Yapılacak İş:
Lütfen okuma metninden “Bu durumda, ölen” sözleriyle başlayıp “borcunu ödemesini emrediyor.” sözlerine kadar süren kısmı hiç değiştirmeden yazın.

Okuma Metni:
========
Bir kadın Peygamber Efendimiz (a.s.m.)’a gelerek şöyle dedi: “Kız kardeşim peş peşe iki ay oruç borcu olduğu hâlde vefat etti.” Bunun üzerine Peygamberimiz (a.s.m.) şöyle buyurdu: “Ne dersin, kardeşinin borcu olsa onu öder miydin?” Kadın: “Evet.” deyince, Peygamberimiz (a.s.m.) şöyle dedi: “Allah’a olan borç, ödenmeye daha layıktır.” (Müslim, Sıyam, 27)

Eğer biz “İnsan için ancak çalıştığı vardır.” ayetini mutlak kabul edersek, bu hadis-i şerifi nasıl izah edeceğiz? Hadiste Peygamber Efendimiz (a.s.m.) ölenin kardeşine diyor ki: “Ölen kız kardeşinin Allah’a olan borcunu sen öde.”

Bu durumda, ölen kişi başkasının amelinden faydalanmış olmuyor mu? Oluyor. Demek, insan için çalıştığından başkası da var. Var ki Peygamberimiz (a.s.m.), kendisine gelen kadına, ölen kardeşinin oruç borcunu ödemesini emrediyor.

Beşinci hadisimiz İbni Abbas Hazretlerinden rivayet edilmiştir:

Bir adam Peygamber Efendimiz (a.s.m.)’a şöyle dedi: “Ey Allah’ın Resulü! Allah’ın kullara yazdığı hac farizası yaşlı ve ihtiyar babama ulaştı. Ancak o, bineğin üzerinde durabilecek hâlde bile değil. Ben ona bedel hac yapabilir miyim?” Peygamberimiz (a.s.m.): “Evet.” dedi. (Buhârî, Hac, 1; Müslim, Hac, 407, 408; Muvatta, Hac, 97; Tirmizî, Hac, 85; Ebû Dâvûd, Menâsik, 26; Nesâî, Hac, 9, 11, 12)

Yine aynı soruyu soruyorum: Eğer biz “İnsan için ancak çalıştığı vardır.” ayetini mutlak kabul edersek, başkası adına hac yapabilmeyi neyle izah edeceğiz? Edemeyiz. O zaman da ya bu hadisleri ya da mezkûr ayeti inkâr etmek durumunda kalırız. Bunların inkârıysa mümkün değildir. Zira biri ayettir, diğeri de sahih hadistir. Ve bu manadaki hadisler büyük bir yekûn teşkil ederler. Ayet ve hadislerin inkârı mümkün olmadığına göre, yapılacak iş vech-i tevfiki yani aralarındaki uyumu bulmaktır.
========
Verilen Bilgiler:
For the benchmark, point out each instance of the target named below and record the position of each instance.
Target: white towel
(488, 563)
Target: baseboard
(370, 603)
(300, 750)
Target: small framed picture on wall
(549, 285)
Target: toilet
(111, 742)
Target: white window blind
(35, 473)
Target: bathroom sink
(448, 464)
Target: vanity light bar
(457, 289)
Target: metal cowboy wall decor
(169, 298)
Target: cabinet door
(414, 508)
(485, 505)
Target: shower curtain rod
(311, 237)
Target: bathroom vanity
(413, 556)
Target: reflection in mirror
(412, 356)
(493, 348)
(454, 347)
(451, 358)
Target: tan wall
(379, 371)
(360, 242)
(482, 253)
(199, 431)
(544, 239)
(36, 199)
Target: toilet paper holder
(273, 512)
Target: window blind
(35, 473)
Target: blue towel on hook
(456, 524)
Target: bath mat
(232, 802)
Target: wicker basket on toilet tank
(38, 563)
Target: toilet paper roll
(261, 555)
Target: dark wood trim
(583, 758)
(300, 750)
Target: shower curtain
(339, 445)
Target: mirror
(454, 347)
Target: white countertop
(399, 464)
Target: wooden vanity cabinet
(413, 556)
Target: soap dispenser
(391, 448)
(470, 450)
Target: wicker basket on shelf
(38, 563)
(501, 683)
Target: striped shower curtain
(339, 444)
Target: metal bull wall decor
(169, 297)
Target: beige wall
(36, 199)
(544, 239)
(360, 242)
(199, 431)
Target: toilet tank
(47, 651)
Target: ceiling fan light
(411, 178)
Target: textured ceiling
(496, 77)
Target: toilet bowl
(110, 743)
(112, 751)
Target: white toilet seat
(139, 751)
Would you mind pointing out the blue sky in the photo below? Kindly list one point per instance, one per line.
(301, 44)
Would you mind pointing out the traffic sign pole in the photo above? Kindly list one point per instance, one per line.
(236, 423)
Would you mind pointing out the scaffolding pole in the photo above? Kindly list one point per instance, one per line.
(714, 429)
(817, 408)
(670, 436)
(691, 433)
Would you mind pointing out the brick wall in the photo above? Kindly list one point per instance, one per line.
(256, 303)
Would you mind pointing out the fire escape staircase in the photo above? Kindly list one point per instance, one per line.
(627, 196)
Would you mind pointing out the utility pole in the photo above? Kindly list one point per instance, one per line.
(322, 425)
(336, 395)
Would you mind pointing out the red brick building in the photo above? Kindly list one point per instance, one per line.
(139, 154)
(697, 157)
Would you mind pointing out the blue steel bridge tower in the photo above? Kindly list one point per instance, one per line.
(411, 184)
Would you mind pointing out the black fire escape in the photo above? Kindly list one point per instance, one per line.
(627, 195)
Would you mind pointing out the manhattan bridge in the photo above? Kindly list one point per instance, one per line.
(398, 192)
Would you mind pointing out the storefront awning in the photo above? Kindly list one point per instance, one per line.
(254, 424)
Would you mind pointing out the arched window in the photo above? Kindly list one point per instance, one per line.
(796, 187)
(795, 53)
========
Son Cevap:
Bu durumda, ölen kişi başkasının amelinden faydalanmış olmuyor mu? Oluyor. Demek, insan için çalıştığından başkası da var. Var ki Peygamberimiz (a.s.m.), kendisine gelen kadına, ölen kardeşinin oruç borcunu ödemesini emrediyor.